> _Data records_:
* * * * * * * * *

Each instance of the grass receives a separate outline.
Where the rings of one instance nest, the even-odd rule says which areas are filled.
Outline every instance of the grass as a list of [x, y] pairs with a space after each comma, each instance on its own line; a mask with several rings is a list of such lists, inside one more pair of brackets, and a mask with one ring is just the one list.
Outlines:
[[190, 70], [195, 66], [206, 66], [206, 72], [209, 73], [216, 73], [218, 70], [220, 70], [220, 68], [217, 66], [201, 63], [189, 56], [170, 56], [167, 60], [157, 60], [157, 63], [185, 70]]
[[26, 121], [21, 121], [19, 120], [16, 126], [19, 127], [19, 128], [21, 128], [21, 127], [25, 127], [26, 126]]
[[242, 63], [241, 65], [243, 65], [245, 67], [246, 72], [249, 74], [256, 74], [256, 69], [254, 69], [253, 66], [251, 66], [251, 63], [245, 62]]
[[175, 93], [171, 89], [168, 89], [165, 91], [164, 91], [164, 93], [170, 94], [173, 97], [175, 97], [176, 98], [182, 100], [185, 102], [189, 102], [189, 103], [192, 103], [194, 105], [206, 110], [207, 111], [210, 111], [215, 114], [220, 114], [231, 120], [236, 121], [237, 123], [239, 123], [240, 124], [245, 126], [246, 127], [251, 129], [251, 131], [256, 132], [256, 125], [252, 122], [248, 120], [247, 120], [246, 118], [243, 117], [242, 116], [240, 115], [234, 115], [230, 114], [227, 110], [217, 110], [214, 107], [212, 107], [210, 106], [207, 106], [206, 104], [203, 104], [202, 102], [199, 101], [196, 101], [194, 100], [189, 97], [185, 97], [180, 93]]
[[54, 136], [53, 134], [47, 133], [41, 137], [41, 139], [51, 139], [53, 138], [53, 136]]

* * * * * * * * *

> _What to produce_: Please filter the lines above down to those containing the word "instance" and copy each of them out. Case counts when matching.

> _Solution to the problem_:
Each instance of the grass receives a separate outline.
Where the rings of one instance nest, the even-odd rule says which areas are filled.
Outline every instance of the grass as a list of [x, y] pairs with a space after each comma, each instance on its own line; a mask with several rings is a list of such lists, inside one more pair of brackets, and a mask with one ring is just the one list.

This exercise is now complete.